Una mirada es una acción escópica, movida por el deseo, dirigida hacia alguien o una cosa. Mirada y deseo están entrelazados. En toda mirada se leen las iniciales de la pasión.

Al mirar, soy yo quien constituye el mundo como visible. Sin mi mirada el mundo no tiene forma ni color; sólo existe lo que miramos y lo que hablamos. Cuando doy mi versión de esa visibilidad, cuando hago obra -cuando, por así decirlo, doy mi punto de vista- constituyo lo que llamamos una visión, mi visión propia. Hacer obra, crear, es pues realizar la epifanía de un juicio.

 La visión que nos ofrece Miguel García Cano es serena, independiente, libre, a mil leguas de las dictaduras visuales de hoy como de las de ayer. Lleva la majestad de su sensibilidad y de su subjetividad hasta sus últimas consecuencias: al sumergirse en lo más profundo de su visión alcanza lo universal.

Miguel García Cano nos habla de una voz y nos muestra un paisaje. ¿En qué lugar, en qué región, en qué país se canta la canción de Peiwoh? ¿Por causalidad no estaríamos en presencia de una versión de la vox clamantis in deserto? La voz mística de Juan el Bautista, voz que resistió a la incredulidad de la multitud y clamó en el desierto la venida de una imagen consustancial a lo Infinito, «Imagen Natural»   que asumiría sin fallar el enigma de lo visible, permaneciendo como manifestación libre y abierta. Es lo que yo creo.
════════
- _Enunciado_: Copia el pasaje del texto sobre la mirada que comienza en "Miguel García Cano nos" y termina en "que yo creo.", sustituyendo "paisaje" por "horizonte".
════════
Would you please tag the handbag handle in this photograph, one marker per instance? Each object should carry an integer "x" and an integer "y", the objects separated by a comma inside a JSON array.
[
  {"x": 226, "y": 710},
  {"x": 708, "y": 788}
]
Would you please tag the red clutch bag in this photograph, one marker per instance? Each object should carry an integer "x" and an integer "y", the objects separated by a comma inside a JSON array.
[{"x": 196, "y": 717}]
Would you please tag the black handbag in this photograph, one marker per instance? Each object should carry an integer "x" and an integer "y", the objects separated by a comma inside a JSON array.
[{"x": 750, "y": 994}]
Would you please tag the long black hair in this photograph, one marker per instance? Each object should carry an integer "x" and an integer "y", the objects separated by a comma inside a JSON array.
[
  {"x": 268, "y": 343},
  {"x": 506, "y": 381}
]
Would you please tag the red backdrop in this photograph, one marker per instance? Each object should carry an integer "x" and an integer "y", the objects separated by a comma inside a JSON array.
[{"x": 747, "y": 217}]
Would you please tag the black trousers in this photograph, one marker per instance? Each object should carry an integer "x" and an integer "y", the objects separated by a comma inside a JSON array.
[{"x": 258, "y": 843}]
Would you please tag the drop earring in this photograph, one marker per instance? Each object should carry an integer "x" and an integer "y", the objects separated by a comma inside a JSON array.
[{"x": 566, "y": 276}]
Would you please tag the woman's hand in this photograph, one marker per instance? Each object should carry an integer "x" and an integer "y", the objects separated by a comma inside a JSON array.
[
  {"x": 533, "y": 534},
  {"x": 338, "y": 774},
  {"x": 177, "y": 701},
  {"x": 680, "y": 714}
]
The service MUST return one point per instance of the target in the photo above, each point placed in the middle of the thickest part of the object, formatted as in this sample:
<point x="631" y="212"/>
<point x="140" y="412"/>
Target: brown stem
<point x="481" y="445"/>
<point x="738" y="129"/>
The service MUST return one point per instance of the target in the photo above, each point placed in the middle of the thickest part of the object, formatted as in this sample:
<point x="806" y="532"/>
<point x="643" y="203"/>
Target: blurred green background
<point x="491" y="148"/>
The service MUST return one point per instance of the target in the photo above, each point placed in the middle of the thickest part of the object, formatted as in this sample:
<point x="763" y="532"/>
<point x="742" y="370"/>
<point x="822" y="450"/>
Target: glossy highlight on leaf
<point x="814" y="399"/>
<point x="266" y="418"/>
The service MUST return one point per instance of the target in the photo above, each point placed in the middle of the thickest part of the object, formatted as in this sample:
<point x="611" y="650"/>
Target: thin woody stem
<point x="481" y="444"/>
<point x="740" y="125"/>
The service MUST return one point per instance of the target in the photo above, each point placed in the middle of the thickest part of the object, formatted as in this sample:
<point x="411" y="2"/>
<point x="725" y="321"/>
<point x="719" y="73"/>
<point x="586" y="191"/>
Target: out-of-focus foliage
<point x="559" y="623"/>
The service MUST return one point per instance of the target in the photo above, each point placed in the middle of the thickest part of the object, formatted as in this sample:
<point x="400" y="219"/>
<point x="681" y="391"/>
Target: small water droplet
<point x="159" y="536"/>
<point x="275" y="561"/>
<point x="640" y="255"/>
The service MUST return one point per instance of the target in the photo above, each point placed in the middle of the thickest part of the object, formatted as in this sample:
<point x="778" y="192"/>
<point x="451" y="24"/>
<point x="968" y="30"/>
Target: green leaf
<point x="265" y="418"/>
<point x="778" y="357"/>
════════
- _Solución escrita_:
Miguel García Cano nos habla de una voz y nos muestra un horizonte. ¿En qué lugar, en qué región, en qué país se canta la canción de Peiwoh? ¿Por causalidad no estaríamos en presencia de una versión de la vox clamantis in deserto? La voz mística de Juan el Bautista, voz que resistió a la incredulidad de la multitud y clamó en el desierto la venida de una imagen consustancial a lo Infinito, «Imagen Natural»   que asumiría sin fallar el enigma de lo visible, permaneciendo como manifestación libre y abierta. Es lo que yo creo.